▶ Work instructions
Copy out all lines from the material that contain the string "window".

▶ Entries supplied
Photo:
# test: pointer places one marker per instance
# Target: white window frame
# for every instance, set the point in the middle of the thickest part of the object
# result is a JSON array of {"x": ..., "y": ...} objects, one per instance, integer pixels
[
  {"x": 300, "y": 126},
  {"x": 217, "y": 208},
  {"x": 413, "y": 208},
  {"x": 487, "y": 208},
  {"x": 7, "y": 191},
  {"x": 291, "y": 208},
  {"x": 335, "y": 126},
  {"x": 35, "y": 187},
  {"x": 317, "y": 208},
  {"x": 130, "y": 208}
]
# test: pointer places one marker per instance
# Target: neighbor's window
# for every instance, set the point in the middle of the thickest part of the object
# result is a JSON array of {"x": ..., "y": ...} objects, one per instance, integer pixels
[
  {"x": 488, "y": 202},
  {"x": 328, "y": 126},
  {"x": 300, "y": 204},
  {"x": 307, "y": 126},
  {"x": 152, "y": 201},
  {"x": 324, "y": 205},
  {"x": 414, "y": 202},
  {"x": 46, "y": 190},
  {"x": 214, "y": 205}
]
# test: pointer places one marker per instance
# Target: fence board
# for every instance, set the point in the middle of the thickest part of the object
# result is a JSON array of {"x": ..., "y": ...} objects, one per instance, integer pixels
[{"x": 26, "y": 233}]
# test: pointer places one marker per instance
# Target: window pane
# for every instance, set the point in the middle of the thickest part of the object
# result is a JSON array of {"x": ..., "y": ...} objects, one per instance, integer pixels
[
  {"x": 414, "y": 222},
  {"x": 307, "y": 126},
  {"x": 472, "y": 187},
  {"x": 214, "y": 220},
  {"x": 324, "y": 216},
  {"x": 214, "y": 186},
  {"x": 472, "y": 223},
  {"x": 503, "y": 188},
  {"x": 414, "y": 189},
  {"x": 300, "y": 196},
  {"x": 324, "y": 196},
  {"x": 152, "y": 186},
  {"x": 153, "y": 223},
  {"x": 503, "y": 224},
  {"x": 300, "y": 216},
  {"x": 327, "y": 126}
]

▶ Response
# Target: white window frame
# Target: neighbor's window
# Target: window pane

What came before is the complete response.